WRITTEN TASK: Render the records from the line with "trace <item>ceiling fan light globe</item>" to the line with "133 30 L 141", both included, as a JSON list of strings with one string per line and blank lines left out.

DATA RECORDS:
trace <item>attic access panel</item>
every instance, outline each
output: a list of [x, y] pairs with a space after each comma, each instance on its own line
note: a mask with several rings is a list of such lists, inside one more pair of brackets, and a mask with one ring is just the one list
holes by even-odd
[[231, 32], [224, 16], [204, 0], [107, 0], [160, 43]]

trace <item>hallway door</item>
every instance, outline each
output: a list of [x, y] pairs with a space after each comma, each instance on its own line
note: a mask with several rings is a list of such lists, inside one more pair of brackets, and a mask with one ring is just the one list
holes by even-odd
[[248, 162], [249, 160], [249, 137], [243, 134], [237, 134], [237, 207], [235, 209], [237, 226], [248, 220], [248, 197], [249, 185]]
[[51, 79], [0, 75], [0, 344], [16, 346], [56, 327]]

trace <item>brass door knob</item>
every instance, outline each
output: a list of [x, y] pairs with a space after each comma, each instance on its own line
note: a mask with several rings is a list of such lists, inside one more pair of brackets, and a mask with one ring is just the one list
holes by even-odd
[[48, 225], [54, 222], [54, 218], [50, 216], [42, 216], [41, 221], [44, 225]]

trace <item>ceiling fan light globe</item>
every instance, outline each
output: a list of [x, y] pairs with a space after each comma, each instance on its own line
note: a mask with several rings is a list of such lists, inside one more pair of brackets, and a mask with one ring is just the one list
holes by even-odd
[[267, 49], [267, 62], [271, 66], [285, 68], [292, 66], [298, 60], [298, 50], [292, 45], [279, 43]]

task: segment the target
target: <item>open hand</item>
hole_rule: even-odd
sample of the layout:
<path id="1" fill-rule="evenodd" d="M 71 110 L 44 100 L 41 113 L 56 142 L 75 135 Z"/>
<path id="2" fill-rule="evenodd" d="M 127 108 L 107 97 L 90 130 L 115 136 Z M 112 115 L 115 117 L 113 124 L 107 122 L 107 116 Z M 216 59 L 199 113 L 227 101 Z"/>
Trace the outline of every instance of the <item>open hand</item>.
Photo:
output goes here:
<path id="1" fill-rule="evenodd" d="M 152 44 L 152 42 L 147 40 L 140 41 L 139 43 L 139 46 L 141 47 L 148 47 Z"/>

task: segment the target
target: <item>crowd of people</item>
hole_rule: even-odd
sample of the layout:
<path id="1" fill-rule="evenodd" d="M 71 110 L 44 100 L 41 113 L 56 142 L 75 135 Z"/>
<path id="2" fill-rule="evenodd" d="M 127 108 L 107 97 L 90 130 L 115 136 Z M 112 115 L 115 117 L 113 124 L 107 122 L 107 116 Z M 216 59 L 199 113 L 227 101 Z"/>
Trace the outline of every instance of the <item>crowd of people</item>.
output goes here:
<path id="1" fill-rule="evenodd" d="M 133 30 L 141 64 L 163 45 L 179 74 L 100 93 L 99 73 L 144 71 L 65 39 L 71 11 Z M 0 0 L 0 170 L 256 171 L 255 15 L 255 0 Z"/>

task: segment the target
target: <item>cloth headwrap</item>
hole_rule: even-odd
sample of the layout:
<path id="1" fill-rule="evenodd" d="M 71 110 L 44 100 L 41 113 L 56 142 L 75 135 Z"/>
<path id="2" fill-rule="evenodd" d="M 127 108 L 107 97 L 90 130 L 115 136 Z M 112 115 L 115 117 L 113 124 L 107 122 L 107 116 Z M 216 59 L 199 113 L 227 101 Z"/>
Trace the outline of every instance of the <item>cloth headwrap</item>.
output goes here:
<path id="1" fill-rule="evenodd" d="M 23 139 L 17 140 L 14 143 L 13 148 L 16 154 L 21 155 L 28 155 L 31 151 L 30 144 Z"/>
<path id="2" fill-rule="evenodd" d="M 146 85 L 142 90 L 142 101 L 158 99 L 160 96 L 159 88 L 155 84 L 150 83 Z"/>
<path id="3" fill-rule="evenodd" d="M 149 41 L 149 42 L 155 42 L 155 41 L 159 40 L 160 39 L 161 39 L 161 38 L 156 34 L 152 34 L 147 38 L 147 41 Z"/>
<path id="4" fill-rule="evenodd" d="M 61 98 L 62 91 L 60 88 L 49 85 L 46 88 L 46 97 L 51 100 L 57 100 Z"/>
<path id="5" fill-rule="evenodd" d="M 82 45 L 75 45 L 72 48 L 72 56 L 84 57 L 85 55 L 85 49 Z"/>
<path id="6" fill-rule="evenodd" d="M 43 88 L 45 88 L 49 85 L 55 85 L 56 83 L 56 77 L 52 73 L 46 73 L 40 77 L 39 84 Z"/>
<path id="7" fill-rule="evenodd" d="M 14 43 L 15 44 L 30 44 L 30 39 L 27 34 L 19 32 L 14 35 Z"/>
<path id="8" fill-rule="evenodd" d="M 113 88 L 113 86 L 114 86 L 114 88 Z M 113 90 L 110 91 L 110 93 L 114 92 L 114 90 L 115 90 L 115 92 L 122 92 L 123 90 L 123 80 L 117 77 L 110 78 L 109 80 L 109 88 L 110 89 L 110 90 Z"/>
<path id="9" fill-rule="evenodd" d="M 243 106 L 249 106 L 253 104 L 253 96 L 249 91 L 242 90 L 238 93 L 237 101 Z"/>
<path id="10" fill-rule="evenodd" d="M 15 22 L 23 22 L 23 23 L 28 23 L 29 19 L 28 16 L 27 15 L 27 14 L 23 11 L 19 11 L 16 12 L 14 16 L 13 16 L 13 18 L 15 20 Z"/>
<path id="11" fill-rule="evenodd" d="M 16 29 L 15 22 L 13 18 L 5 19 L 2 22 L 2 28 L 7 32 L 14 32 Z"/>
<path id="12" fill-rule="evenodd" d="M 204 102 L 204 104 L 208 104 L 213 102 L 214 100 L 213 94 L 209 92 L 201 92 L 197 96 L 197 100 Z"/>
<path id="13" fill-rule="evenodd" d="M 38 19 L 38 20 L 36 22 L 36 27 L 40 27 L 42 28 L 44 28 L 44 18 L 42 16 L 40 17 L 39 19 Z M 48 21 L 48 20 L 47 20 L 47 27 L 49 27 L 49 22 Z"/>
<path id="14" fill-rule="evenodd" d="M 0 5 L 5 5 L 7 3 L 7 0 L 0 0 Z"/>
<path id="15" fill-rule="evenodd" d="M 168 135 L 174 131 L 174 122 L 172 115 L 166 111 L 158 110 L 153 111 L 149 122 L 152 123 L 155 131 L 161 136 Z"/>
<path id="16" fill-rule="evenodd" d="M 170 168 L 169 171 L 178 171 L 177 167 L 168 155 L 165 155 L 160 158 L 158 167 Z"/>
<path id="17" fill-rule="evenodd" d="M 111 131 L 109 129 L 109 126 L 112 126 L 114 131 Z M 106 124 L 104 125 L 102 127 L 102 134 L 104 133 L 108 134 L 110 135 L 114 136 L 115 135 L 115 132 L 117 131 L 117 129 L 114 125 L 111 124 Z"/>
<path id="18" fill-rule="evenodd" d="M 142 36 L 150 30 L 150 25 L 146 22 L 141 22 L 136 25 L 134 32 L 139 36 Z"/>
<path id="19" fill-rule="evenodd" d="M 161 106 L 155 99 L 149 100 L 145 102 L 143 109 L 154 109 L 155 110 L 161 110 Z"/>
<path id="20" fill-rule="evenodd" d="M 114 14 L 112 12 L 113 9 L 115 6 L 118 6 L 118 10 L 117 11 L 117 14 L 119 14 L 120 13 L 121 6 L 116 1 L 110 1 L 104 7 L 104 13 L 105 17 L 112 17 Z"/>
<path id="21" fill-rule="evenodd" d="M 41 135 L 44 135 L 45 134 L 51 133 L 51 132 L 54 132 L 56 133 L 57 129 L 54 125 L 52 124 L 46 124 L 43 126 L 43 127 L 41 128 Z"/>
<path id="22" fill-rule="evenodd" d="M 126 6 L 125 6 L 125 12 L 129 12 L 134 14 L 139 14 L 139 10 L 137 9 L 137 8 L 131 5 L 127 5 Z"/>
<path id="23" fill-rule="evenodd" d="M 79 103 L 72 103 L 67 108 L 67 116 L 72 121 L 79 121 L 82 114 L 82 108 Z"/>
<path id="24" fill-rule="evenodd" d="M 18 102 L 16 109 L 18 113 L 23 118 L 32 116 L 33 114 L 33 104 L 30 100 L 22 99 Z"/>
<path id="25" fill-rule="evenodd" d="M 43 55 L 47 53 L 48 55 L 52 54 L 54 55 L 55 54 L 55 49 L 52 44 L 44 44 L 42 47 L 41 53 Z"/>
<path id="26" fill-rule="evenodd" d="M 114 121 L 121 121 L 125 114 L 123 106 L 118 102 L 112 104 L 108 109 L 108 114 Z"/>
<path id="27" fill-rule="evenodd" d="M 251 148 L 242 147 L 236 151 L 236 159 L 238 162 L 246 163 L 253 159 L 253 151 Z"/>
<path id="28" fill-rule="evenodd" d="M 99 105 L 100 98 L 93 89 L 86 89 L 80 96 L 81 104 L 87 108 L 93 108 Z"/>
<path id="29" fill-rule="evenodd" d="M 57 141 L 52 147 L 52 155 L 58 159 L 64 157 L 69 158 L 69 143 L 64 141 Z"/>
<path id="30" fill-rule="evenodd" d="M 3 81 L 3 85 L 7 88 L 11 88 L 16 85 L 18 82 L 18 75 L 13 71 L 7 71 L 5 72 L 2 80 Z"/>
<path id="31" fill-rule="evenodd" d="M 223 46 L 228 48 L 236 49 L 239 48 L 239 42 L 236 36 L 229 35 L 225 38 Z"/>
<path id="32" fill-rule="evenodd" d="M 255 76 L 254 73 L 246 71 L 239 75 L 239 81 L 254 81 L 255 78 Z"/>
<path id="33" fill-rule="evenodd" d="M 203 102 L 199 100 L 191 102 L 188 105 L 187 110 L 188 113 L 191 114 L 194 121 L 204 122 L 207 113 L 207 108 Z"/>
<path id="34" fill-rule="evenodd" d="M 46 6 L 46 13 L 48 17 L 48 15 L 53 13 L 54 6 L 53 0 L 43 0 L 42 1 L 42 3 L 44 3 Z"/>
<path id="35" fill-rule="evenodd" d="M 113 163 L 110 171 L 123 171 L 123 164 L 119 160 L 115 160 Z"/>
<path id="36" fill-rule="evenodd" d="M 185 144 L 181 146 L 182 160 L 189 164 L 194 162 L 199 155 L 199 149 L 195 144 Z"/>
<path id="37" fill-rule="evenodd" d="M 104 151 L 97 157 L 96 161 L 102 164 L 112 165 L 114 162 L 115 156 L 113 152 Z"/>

THE COMPLETED TASK:
[
  "trace <item>ceiling fan light globe</item>",
  "every instance, outline each",
  "output: a list of [x, y] pairs with a space after each comma, each instance on its own line",
  "note: a mask with several rings is a list of such lists, inside one more pair of brackets, and a mask with one ring is just the one list",
  "holes by even-odd",
  "[[267, 49], [267, 62], [271, 66], [285, 68], [292, 66], [298, 60], [298, 50], [292, 45], [279, 43]]",
  "task: segment the target",
  "target: <item>open hand</item>",
  "hole_rule: even-odd",
  "sample of the layout:",
  "<path id=\"1\" fill-rule=\"evenodd\" d=\"M 71 110 L 44 100 L 41 113 L 56 142 L 75 135 Z\"/>",
  "<path id=\"2\" fill-rule=\"evenodd\" d=\"M 127 108 L 107 97 L 90 130 L 115 136 Z M 112 115 L 115 117 L 113 124 L 107 122 L 107 116 Z M 216 59 L 199 113 L 227 101 Z\"/>",
  "Trace the outline of every instance of the <item>open hand</item>.",
  "Photo:",
  "output goes here:",
  "<path id=\"1\" fill-rule=\"evenodd\" d=\"M 152 44 L 152 42 L 147 40 L 140 41 L 139 43 L 139 46 L 141 47 L 148 47 Z\"/>",
  "task: segment the target",
  "target: <item>crowd of people</item>",
  "hole_rule: even-odd",
  "sample of the layout:",
  "<path id=\"1\" fill-rule=\"evenodd\" d=\"M 71 110 L 44 100 L 41 113 L 56 142 L 75 135 Z\"/>",
  "<path id=\"2\" fill-rule=\"evenodd\" d=\"M 127 108 L 107 97 L 90 130 L 115 136 Z M 112 115 L 115 117 L 113 124 L 107 122 L 107 116 Z M 216 59 L 199 113 L 227 101 Z\"/>",
  "Trace the outline of every instance of the <item>crowd of people</item>.",
  "output goes here:",
  "<path id=\"1\" fill-rule=\"evenodd\" d=\"M 133 30 L 141 64 L 163 45 L 179 74 L 100 93 L 99 73 L 144 71 L 65 39 L 71 11 Z M 0 0 L 0 170 L 256 171 L 255 15 L 255 0 Z\"/>"
]